> **Work instructions**:
Reproduce the passage of the Predatorgate text starting with "Predatorgate scandal in" and going on through "serious political obstructions.", and substitute "inquiry" for every "investigation".

> **Quoted text**:
----

Predatorgate scandal in Greece: RSF denounces the political sabotage of the investigation
Following the latest developments in the Predatorgate case, Reporters Without Borders (RSF) strongly condemns the intentional paralysis of the investigation by the Greek authorities. The alarming summoning of current and former members of the independent privacy watchdog (ADAE) as suspects and the unexpected transfer of the investigation to the Supreme Court prosecutor seem to be serious political obstructions.
In the Predatorgate scandal, which revealed the targeted surveillance of journalists by spyware, the investigation is at a complete standstill and Greek institutions seem determined not to let it progress. Recently, the Greek court summoned former board member of the independent watchdog ADAE Katerina Papanikolaou and current member Stefanos Gritzalis, as well as two other employees, accused of disclosing state secrets to one of the first targets of Predator spyware, journalist Thanasis Koukakis. "It is remarkable that the Greek justice system, that has not up until now — after 18 months — done anything, or charged anyone with spyware use, the same justice system rushes to prosecute two members of the oversight body, who just did their duty", reacted Christos Rammos, ADAE president, at the Civil Liberties Committee (LIBE) of the European Parliament on 26 October.

----

> **Extracted entries**:
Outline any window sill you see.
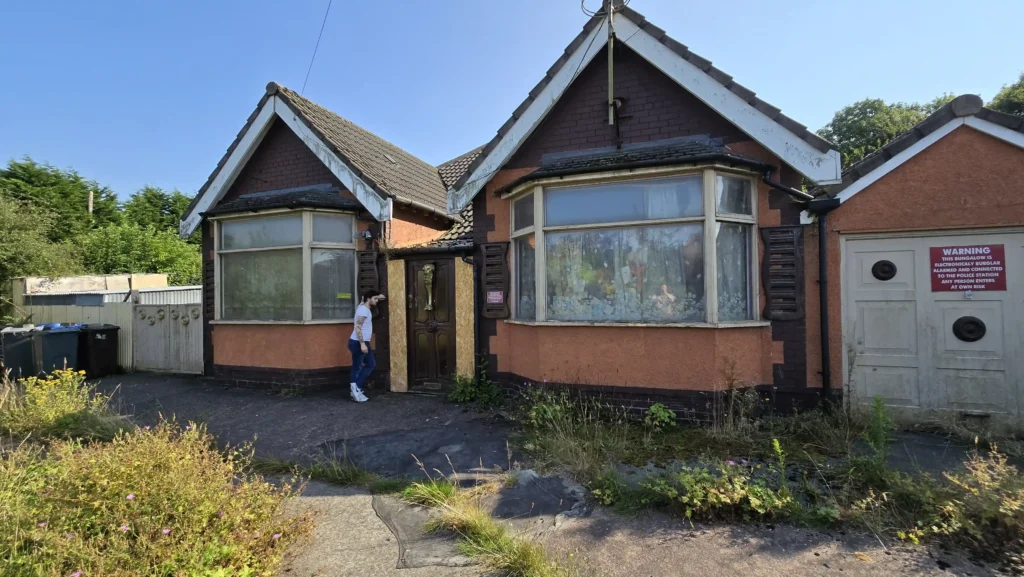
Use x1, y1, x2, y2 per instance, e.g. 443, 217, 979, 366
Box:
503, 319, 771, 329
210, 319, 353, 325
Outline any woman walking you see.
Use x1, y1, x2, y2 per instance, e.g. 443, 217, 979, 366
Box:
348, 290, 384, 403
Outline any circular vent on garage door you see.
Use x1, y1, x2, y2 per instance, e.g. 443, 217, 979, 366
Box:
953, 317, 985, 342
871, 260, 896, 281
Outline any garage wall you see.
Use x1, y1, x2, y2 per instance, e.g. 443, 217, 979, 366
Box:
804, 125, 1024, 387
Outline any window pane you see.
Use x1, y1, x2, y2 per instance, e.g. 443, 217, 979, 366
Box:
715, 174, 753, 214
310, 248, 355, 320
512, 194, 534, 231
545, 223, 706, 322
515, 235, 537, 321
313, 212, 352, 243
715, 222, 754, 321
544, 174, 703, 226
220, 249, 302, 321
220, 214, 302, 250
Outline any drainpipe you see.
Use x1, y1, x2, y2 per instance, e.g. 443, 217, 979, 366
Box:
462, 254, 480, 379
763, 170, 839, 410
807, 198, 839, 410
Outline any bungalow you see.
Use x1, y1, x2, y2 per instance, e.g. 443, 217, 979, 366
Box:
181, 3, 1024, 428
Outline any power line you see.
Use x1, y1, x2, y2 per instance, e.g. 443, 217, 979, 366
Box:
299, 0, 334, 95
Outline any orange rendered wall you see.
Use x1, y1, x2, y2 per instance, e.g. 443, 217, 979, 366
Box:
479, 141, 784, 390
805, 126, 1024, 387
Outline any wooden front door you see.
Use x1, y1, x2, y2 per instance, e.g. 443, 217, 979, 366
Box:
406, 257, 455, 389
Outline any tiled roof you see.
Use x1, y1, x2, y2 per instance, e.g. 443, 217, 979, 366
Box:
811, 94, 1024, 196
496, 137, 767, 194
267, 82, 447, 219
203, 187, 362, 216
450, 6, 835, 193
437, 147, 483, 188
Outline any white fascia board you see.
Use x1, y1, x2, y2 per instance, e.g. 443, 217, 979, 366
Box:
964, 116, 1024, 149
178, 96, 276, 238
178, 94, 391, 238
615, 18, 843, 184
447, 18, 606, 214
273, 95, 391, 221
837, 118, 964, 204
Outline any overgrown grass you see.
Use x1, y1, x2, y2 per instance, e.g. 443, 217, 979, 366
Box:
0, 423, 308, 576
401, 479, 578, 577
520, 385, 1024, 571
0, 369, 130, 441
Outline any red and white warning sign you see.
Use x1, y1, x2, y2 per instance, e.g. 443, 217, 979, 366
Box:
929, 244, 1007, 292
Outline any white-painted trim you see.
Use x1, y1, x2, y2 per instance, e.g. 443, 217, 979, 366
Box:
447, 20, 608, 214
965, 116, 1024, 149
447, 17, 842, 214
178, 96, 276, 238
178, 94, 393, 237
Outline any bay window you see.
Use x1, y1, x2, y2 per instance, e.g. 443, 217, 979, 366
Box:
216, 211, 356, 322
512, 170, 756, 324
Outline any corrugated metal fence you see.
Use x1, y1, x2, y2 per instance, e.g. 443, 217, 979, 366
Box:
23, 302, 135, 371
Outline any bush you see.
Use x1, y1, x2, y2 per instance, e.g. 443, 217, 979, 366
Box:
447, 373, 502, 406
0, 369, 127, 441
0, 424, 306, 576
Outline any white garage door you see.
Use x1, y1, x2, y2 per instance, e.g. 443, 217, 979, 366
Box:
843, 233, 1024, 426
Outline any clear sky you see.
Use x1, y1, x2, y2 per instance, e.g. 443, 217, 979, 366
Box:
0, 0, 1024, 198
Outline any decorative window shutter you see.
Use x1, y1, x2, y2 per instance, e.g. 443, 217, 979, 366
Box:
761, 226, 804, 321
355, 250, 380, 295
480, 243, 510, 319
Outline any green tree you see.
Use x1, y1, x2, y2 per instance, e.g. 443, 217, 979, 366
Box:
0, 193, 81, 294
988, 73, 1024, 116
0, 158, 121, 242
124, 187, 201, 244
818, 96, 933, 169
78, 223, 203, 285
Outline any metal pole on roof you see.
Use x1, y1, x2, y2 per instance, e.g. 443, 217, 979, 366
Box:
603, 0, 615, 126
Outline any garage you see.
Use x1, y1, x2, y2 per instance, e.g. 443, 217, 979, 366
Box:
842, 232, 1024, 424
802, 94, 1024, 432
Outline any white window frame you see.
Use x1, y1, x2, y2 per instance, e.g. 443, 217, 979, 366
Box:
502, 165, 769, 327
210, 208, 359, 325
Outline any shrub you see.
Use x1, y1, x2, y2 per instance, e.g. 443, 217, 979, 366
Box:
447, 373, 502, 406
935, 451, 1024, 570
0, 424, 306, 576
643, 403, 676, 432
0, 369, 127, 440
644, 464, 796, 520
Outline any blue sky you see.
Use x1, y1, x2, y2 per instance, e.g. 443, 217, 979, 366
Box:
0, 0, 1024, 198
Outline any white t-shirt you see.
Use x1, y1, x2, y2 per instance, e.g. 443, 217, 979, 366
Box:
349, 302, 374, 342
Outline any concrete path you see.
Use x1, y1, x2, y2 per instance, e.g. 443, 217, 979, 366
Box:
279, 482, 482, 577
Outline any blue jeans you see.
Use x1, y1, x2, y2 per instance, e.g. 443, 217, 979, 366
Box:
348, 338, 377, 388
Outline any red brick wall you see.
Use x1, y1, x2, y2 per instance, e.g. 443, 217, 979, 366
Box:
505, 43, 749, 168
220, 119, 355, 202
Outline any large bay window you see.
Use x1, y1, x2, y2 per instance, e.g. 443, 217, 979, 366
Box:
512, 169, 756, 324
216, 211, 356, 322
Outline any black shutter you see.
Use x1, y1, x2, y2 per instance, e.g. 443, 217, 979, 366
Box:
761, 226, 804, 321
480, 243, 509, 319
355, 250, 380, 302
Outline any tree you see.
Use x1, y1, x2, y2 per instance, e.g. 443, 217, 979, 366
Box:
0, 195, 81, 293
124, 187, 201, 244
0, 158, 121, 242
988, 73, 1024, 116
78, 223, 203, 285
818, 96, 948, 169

----

> **Answer to this exercise**:
Predatorgate scandal in Greece: RSF denounces the political sabotage of the inquiry
Following the latest developments in the Predatorgate case, Reporters Without Borders (RSF) strongly condemns the intentional paralysis of the inquiry by the Greek authorities. The alarming summoning of current and former members of the independent privacy watchdog (ADAE) as suspects and the unexpected transfer of the inquiry to the Supreme Court prosecutor seem to be serious political obstructions.